* [TASK DESCRIPTION]: Retype the stretch of the listing from the line containing "pinpoint the pinnacle" through the line containing "[[200, 0, 224, 44]]", including both of those lines.

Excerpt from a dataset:

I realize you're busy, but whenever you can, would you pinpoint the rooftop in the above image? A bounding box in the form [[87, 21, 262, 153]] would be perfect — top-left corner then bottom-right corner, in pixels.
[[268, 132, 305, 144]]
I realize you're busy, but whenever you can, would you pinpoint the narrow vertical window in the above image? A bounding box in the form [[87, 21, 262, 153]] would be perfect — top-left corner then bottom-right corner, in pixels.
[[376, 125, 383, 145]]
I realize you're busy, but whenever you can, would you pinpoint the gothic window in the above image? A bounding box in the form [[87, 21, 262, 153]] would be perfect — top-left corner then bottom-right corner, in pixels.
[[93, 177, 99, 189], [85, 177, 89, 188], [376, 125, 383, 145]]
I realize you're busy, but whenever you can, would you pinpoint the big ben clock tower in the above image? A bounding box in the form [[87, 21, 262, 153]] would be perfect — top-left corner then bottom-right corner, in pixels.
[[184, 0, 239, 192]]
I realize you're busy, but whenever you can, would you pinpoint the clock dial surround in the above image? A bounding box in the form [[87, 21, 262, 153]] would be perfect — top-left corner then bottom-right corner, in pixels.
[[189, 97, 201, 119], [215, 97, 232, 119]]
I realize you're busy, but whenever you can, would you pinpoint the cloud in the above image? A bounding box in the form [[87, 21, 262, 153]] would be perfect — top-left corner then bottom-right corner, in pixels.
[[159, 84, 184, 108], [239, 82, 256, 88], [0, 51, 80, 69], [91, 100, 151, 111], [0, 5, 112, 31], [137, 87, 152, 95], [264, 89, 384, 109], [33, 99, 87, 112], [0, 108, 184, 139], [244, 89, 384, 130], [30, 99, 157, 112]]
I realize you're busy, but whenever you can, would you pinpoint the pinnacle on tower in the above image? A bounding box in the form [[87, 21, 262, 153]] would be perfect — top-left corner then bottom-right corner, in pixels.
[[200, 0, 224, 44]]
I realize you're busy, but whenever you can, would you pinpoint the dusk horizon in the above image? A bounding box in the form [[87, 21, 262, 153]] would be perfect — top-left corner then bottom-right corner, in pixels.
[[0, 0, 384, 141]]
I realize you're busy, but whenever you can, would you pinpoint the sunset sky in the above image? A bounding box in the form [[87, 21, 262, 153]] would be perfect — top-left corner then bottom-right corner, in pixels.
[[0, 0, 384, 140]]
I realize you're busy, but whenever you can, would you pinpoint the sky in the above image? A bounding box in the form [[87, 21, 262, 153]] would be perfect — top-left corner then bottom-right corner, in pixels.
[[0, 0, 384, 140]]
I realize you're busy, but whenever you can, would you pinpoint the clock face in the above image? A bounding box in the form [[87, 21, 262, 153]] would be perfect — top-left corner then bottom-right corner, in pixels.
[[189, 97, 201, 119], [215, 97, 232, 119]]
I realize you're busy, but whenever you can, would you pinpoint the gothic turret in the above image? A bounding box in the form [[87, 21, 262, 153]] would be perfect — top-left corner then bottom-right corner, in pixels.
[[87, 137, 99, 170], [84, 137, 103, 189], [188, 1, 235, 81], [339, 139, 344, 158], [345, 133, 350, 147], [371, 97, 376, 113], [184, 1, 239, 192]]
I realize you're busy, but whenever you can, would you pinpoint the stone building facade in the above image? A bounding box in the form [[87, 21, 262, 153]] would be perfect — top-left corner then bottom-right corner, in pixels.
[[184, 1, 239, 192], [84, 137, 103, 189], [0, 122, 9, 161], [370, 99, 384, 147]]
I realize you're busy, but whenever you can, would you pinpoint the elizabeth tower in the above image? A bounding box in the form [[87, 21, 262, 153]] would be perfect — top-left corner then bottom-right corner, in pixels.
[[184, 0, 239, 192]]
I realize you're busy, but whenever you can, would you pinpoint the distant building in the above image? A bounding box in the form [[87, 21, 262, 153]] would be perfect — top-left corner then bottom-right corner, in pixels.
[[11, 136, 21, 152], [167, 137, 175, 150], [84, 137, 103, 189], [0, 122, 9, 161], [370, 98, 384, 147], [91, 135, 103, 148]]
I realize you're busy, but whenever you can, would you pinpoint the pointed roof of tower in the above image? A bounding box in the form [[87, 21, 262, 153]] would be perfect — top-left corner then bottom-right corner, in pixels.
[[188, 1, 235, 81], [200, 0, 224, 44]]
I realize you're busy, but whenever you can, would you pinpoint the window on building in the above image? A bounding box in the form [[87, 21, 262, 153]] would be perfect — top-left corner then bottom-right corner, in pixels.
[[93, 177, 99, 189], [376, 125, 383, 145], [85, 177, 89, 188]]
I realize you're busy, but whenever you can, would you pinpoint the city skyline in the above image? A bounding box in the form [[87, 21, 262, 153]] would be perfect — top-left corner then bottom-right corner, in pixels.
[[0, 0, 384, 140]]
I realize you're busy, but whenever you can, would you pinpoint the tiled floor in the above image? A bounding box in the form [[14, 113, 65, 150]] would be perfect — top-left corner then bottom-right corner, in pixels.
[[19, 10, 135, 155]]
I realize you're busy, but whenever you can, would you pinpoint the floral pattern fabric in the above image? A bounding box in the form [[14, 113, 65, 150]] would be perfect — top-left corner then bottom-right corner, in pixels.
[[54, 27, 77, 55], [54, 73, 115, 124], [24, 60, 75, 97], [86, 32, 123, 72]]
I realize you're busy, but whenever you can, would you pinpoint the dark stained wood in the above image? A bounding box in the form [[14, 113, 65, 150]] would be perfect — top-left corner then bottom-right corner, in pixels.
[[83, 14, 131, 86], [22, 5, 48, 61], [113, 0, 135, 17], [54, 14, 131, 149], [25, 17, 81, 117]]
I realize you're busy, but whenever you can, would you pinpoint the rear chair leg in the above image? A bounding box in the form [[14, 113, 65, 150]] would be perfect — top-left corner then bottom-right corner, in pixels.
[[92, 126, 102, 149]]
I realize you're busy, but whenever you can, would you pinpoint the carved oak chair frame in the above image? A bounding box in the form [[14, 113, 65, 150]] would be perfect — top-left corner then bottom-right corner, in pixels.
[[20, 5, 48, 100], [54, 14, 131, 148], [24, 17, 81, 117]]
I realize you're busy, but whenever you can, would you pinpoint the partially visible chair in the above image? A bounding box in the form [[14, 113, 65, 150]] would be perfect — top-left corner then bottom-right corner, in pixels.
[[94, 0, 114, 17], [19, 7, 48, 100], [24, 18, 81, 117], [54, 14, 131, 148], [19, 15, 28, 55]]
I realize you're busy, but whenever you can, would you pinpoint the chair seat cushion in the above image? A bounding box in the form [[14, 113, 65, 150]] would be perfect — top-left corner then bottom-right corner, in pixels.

* [ANSWER TO THIS PROBLEM]:
I realize you're busy, but whenever you can, would you pinpoint the pinnacle on tower in the above image? A bounding box in the form [[87, 21, 262, 153]] would be perfect — top-left corner then bottom-right corner, in pixels.
[[200, 0, 224, 44]]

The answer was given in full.